◆ **Requirement**: Give back every record that follows, exactly as written.

◆ **Records provided**:
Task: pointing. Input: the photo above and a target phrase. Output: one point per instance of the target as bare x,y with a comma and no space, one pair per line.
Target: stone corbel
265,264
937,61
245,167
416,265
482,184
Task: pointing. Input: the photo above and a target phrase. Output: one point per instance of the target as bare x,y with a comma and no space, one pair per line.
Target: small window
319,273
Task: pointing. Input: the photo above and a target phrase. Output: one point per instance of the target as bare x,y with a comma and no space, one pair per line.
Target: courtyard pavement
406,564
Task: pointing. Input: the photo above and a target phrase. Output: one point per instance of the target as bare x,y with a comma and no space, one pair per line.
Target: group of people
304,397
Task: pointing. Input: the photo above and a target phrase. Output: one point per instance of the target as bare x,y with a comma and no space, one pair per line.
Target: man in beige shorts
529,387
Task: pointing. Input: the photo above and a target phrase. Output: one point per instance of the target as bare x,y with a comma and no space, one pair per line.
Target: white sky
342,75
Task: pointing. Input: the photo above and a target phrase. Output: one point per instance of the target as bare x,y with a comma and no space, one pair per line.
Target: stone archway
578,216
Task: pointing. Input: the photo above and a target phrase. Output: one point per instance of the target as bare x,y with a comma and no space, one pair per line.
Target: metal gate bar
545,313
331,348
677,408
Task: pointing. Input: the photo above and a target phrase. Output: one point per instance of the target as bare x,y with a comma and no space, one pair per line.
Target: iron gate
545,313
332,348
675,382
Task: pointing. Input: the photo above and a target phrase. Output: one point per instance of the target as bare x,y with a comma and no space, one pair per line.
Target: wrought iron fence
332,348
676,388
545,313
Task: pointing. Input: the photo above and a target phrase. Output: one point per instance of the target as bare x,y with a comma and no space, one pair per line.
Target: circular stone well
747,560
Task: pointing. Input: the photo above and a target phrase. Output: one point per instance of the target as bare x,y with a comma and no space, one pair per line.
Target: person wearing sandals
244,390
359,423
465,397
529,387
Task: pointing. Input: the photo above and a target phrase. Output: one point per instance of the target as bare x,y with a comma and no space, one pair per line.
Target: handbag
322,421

◆ **Result below**:
Task: pointing. Input: the photo above and a target phrase. Output: one point per instance of the target as bare x,y with a comma and no space, one pair per line.
Target: stone corbel
265,264
937,61
245,167
416,265
482,184
Task: pointing. Input: the photo above and a target phrase. Output: one point per instance of the target as bare x,y with a comma and no space, one pair per line.
Target: small window
319,273
Task: pointing. Input: the photo above and a target phrase. Output: one point per instance of the target as bare x,y with a comma and no space, one pair per line.
Target: courtyard pavement
406,564
Task: pointing. Input: the photo above and a target phrase. Output: one point per instance of the target as bare x,y with a comma and no space, one pair per line.
Target: group of people
304,397
Task: pointing. Input: the photo above and a target phrase. Output: one point per instance of the target as bare x,y with a comma and no space, one pair per line.
Target: man in beige shorts
529,387
Task: pointing. Input: the photo above and a target phrase. Output: one point per instance of the target as bare x,y with a comma and no space, one pair per line.
Target: white sky
342,75
Task: pointing. Input: the photo above and a target phrase. Output: one point per instance of the target as bare x,y with a comma and no space, one pair per line.
Target: stone archway
578,216
Task: pointing. Input: the photo above and a target phrase. Output: one point per instance of the target as bare x,y with a comma and no space, one pair per line.
Target: metal gate bar
545,313
331,348
677,408
Task: pointing. Input: the photo above and a target phrase. Output: one point per instance of the target as bare x,y with a comma and no space, one pair per line.
Target: iron gate
545,313
332,348
675,382
Task: pointing. Input: the photo above and a target phrase. Output: one point per instance of the target as bare x,y with a comma and no space, one pair per line.
Target: wrought iron fence
332,348
676,388
545,313
Task: pointing. Input: the photo above and a target phrase. Output: one point per instance of the target as bare x,y with a comma and no space, one pair per line.
Target: circular stone well
747,560
Task: pointing. Input: the photo above and a target phrase. Output: one point per instance of the target as bare x,y with a comma and no space, one pair per line.
Target: person wearing sandals
244,390
359,423
465,397
529,387
Task: pointing. Input: the photo above and a target phrase. Output: one point per instance of the target as bare x,y with a comma and no space, one pair per line.
Target: handbag
322,421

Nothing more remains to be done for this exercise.